===== Source extract =====

From today’s Guardian:-
Stoke-on-Trent used to be a Labour stronghold, but now it has nine BNP councillors. Some fear that the far-right party could be running the town hall by 2011. Patrick Barkham reports on how the left is losing the battle for white working-class votes.
Up the hill, past trimmed privet hedges and rows of interwar semis is Bentilee neighbourhood centre. Opened last year, the £10m building has panoramic views of Stoke-on-Trent and sparkles in the sun. At its front is a bustling butcher, baker and small supermarket. Behind is a library, doctor’s surgery, dentist, community centre, youth service and “one-stop shop” for every kind of environmental and housing inquiry. Without the Labour-led city council and its private finance initiative-funded project, the Bentilee estate would still have its shabby old shopping precinct. But this glittering building, the new nursery down the road, immaculate streets and a 39% fall in crime on the estate do not fill many residents with joy and appreciation.
“They haven’t just let me down. They’ve broken my heart,” says John Oldcroft, sitting outside the centre. “Stoke-on-Trent has been Labour for 60-odd years and they’ve taken everything for granted. Labour are just turning into Conservatives. We’ve got a local BNP lad who lives on the estate and he came and had a word.”

===== Data to examine =====

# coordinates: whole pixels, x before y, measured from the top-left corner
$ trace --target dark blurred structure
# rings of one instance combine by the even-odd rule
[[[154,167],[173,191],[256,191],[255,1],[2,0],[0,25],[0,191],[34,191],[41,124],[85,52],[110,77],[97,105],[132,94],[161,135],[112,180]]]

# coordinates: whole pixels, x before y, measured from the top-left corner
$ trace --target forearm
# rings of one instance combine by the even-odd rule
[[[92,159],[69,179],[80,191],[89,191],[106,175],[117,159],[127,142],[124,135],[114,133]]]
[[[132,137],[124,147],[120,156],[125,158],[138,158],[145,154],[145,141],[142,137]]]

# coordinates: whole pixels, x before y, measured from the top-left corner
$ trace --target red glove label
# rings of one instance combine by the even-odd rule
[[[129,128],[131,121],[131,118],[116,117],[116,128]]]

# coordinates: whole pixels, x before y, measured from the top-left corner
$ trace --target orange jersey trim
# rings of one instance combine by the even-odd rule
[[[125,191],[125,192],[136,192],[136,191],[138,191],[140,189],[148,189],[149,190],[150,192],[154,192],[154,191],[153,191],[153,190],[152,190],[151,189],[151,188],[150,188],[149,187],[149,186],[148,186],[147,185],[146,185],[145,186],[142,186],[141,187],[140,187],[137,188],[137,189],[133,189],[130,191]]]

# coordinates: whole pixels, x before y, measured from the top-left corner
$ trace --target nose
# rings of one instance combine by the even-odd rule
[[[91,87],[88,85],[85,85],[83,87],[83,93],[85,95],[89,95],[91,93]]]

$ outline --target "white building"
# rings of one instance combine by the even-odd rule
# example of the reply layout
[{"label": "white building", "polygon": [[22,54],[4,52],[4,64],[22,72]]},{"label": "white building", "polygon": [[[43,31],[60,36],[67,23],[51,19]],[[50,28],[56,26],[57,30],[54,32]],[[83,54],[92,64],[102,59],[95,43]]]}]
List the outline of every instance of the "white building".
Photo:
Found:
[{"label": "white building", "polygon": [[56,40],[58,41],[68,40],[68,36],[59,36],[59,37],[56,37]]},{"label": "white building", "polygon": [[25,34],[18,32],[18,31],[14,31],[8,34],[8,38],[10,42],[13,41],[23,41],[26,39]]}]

=====

* **Work instruction 1**
List every facility that the Stoke-on-Trent extract places behind the front of the Bentilee neighbourhood centre.
* **Work instruction 2**
Pick up the Stoke-on-Trent extract after its final sentence and continue it.

* **Response box 1**
- Library
- Doctor's surgery
- Dentist
- Community centre
- Youth service
- "One-stop shop" for every kind of environmental and housing inquiry

* **Response box 2**
Oldcroft voted for the BNP this month, and the far-right party now has nine representatives on Stoke-on-Trent council, including all three representatives elected from Bentilee’s ward. Three gains in the May election gave the BNP their second largest council group in the country, after Barking and Dagenham’s 12 councillors. Stoke City’s promotion to the football Premier League has spread a feelgood factor across the city but there is also foreboding: it is not just the BNP talking up its prospects of power. Labour activists fear the BNP is now the strongest single party in Stoke. On May 1, Labour polled 14,000 votes in 20 seats; the BNP polled almost 8,000 standing in just 10 seats. A minority Labour administration struggles on; the council chamber is fragmented by independents and neither the Conservatives nor the Liberal Democrats are bigger than the BNP. Senior local politicians, commentators and residents believe this city of 250,000 could be controlled by the BNP within three years. How has Stoke got here?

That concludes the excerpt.